(Recorded data)
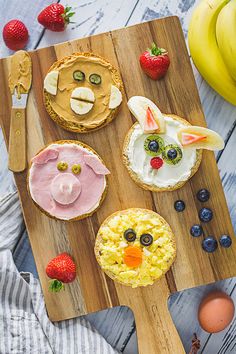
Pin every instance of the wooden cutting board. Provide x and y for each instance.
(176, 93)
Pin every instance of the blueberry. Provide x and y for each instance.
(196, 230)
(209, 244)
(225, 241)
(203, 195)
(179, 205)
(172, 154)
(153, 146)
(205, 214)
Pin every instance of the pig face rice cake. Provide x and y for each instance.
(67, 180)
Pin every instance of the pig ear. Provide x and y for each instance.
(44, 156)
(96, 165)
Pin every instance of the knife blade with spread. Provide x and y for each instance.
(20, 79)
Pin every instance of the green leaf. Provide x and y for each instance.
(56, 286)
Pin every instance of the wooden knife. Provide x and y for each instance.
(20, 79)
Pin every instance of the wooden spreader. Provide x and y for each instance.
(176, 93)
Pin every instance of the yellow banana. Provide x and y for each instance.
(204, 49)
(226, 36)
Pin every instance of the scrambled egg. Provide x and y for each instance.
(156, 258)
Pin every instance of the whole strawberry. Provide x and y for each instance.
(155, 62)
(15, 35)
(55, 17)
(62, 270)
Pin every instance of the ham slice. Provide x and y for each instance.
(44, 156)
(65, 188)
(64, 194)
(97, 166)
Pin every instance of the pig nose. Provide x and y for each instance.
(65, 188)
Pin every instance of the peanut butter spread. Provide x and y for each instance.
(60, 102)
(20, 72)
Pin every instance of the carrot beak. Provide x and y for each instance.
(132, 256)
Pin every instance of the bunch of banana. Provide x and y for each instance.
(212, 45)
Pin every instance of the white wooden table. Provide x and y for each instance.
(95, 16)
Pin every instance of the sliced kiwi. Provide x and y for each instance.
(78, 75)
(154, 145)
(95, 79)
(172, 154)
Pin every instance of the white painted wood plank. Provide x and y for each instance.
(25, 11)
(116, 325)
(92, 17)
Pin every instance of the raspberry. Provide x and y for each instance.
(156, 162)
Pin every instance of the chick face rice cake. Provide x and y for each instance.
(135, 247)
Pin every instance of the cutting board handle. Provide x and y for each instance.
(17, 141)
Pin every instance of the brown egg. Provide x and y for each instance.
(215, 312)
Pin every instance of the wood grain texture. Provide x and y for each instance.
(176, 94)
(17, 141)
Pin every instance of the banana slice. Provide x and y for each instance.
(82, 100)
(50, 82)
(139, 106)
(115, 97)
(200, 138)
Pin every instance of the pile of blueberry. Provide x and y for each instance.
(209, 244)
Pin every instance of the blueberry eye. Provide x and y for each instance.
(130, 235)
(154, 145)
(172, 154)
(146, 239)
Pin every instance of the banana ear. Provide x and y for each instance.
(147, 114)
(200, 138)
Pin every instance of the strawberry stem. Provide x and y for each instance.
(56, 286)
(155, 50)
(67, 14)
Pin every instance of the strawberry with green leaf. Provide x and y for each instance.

• _What is expected_
Copy the data character for character, but drop all pictures from the copy.

• _Answer to the exercise_
Pin every instance of the wooden cutting board. Provide x and y for each instance.
(176, 93)
Pin every instance of the blueberry. Provide x and y for each instance.
(196, 230)
(209, 244)
(225, 241)
(203, 195)
(179, 205)
(172, 154)
(153, 146)
(205, 214)
Pin every instance of the pig face rice cake. Provide x and y for each instance.
(67, 180)
Pin every instance of the pig ear. Provide x and y for each instance.
(44, 156)
(96, 165)
Pin every instance of the knife blade with spread. Provide x and y for each instance.
(20, 79)
Pin every instance of the green leaf. Provide x and y for each instance.
(56, 286)
Pin every instance of the wooden knife. Provide x and y for each instance.
(20, 79)
Pin every instance of the wooden spreader. Provide x and y for each instance.
(176, 93)
Pin every instance of the yellow banana. Provide x and y for each instance.
(204, 49)
(226, 36)
Pin every instance of the scrambled egg. Provide x and y for each instance.
(156, 258)
Pin every instance of the whole strawberry. Provide x and y for each instance.
(155, 62)
(15, 35)
(55, 17)
(62, 270)
Pin every instance of the ham slice. Provide x and y for each instance.
(44, 156)
(65, 188)
(64, 194)
(97, 166)
Pin every instance of the pig nose. Provide x and y for each instance.
(65, 188)
Pin every instance of the peanut butter spread. Provide x and y for each instance.
(60, 102)
(20, 72)
Pin every instance of the carrot beak. Provide x and y for each instance.
(132, 256)
Pin every instance of the bunch of banana. Provide x and y for each instance.
(212, 45)
Pin every instance of the white wooden table. Provide x and y for each instance.
(95, 16)
Pin every instance of the sliced kiwi. Provide x and y for each instance.
(78, 75)
(154, 145)
(95, 79)
(172, 154)
Pin every instance of the white painted wood plank. Provide x and y for each instance.
(25, 11)
(116, 325)
(92, 17)
Pin every instance of the raspberry. Provide x and y for each instance.
(156, 162)
Pin every instance of the chick face rice cake. Provide x and y for each instance.
(135, 247)
Pin every instance of the cutting board handle. Provide x and y for each instance.
(17, 141)
Pin every instance of the brown egg. Provide x and y for each instance.
(215, 312)
Pin every instance of the wood grain texture. Provide x and y for each instance.
(176, 94)
(17, 141)
Pin every instance of the banana slice. Provide x and y for each instance.
(82, 100)
(50, 82)
(139, 106)
(115, 97)
(200, 138)
Pin every instance of the pile of blueberry. Provide x and y for each instance.
(209, 244)
Pin every instance of the blueberry eye. Provide x and y for each instance.
(130, 235)
(154, 145)
(172, 154)
(146, 239)
Pin every instance of the banana ear. Provide x and y for each instance.
(147, 114)
(200, 138)
Pin every instance of the strawberry stem. Provide x and y for each instance.
(56, 286)
(155, 50)
(67, 14)
Pin every instance of the strawberry with green leaf. Provide x and y for each instance.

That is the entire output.